◆ MATERIAL FOR THIS EXERCISE:
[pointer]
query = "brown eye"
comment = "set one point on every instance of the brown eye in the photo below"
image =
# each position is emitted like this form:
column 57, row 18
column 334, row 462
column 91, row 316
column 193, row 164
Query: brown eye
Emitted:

◆ TASK BRIEF:
Rewrite the records with every "brown eye" changed to "dark eye", leaving everything else untouched.

◆ RESPONSE FOR THIS EXERCISE:
[pointer]
query = "dark eye"
comment = "set one point on every instance of the dark eye in the photo below"
image =
# each position is emitted like this form:
column 57, row 18
column 334, row 462
column 91, row 316
column 193, row 164
Query: dark eye
Emitted:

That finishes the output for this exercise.